§ Given problem
Render every line of the material below as a Markdown table with two columns, Row and Line. Number the rows in order and skip any blank lines.

§ Material provided
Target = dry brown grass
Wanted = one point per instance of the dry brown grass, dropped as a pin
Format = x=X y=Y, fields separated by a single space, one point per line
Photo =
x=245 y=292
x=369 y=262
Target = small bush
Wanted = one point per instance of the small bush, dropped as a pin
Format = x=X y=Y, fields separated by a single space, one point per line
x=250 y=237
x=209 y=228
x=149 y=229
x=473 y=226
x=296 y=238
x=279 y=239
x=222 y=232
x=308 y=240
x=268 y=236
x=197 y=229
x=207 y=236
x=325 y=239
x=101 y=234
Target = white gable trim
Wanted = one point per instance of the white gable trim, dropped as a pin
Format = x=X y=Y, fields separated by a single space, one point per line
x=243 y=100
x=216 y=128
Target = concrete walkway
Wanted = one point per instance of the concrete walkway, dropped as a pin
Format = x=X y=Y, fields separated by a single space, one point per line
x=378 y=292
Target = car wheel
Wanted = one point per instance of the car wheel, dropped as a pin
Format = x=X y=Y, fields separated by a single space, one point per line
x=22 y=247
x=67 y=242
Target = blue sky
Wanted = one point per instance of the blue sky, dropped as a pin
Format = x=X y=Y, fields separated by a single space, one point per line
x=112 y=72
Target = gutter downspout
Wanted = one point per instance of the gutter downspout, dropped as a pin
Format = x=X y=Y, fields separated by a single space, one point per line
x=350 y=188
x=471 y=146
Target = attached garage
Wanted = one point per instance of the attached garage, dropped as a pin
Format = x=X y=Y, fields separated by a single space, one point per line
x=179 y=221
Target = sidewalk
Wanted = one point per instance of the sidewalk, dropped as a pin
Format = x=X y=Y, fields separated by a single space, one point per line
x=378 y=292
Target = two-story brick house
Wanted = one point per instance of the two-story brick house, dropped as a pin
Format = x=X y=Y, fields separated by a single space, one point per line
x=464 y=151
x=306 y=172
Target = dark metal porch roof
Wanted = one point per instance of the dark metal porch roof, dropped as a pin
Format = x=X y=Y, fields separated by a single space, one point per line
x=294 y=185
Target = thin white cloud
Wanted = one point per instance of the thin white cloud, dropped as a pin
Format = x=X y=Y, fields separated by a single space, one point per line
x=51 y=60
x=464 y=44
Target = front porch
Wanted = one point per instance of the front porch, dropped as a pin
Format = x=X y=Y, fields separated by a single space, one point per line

§ Task output
| Row | Line |
|---|---|
| 1 | Target = dry brown grass |
| 2 | Wanted = one point per instance of the dry brown grass, dropped as a pin |
| 3 | Format = x=X y=Y, fields separated by a single space, one point per line |
| 4 | Photo = |
| 5 | x=245 y=292 |
| 6 | x=369 y=262 |
| 7 | Target = small bush |
| 8 | Wanted = one point per instance of the small bush, dropped as a pin |
| 9 | Format = x=X y=Y, fields separated by a single space, one point per line |
| 10 | x=250 y=237 |
| 11 | x=209 y=228 |
| 12 | x=149 y=229 |
| 13 | x=473 y=226 |
| 14 | x=296 y=238 |
| 15 | x=279 y=239 |
| 16 | x=222 y=232 |
| 17 | x=308 y=240 |
| 18 | x=268 y=236 |
| 19 | x=197 y=229 |
| 20 | x=207 y=236 |
| 21 | x=325 y=239 |
| 22 | x=101 y=234 |
| 23 | Target = white gable trim |
| 24 | Wanted = one point per instance of the white gable trim, dropped as a pin |
| 25 | Format = x=X y=Y, fields separated by a single space, one point per line |
| 26 | x=243 y=100 |
| 27 | x=216 y=128 |
| 28 | Target = concrete walkway |
| 29 | Wanted = one point per instance of the concrete walkway, dropped as a pin |
| 30 | Format = x=X y=Y, fields separated by a single space, one point per line |
| 31 | x=378 y=292 |
| 32 | Target = car wheel |
| 33 | Wanted = one point per instance of the car wheel, dropped as a pin |
| 34 | Format = x=X y=Y, fields separated by a single space, one point per line |
| 35 | x=22 y=247 |
| 36 | x=67 y=242 |
| 37 | Target = blue sky |
| 38 | Wanted = one point per instance of the blue sky, dropped as a pin |
| 39 | Format = x=X y=Y, fields separated by a single space, one point per line |
| 40 | x=112 y=72 |
| 41 | Target = gutter downspout |
| 42 | Wanted = one point per instance of the gutter downspout, dropped as a pin |
| 43 | Format = x=X y=Y, fields separated by a single space, one point per line |
| 44 | x=350 y=188 |
| 45 | x=471 y=146 |
| 46 | Target = attached garage |
| 47 | Wanted = one point per instance of the attached garage, dropped as a pin |
| 48 | Format = x=X y=Y, fields separated by a single space, one point per line |
| 49 | x=179 y=221 |
| 50 | Target = sidewalk |
| 51 | Wanted = one point per instance of the sidewalk, dropped as a pin |
| 52 | Format = x=X y=Y, fields separated by a single space, one point per line |
| 53 | x=378 y=292 |
| 54 | Target = two-story brick house |
| 55 | Wanted = one point per instance of the two-story brick house, dropped as a pin |
| 56 | Format = x=X y=Y, fields separated by a single space, one point per line |
| 57 | x=464 y=151 |
| 58 | x=306 y=172 |
| 59 | Target = dark metal porch roof |
| 60 | Wanted = one point per instance of the dark metal porch roof, dropped as a pin |
| 61 | Format = x=X y=Y, fields separated by a single space, one point per line |
| 62 | x=294 y=185 |
| 63 | Target = thin white cloud |
| 64 | Wanted = one point per instance of the thin white cloud, dropped as a pin |
| 65 | Format = x=X y=Y, fields separated by a single space, one point per line |
| 66 | x=51 y=60 |
| 67 | x=464 y=44 |
| 68 | Target = front porch |
| 69 | Wanted = one point per instance of the front porch, dropped as a pin |
| 70 | Format = x=X y=Y, fields separated by a single space, one point per line |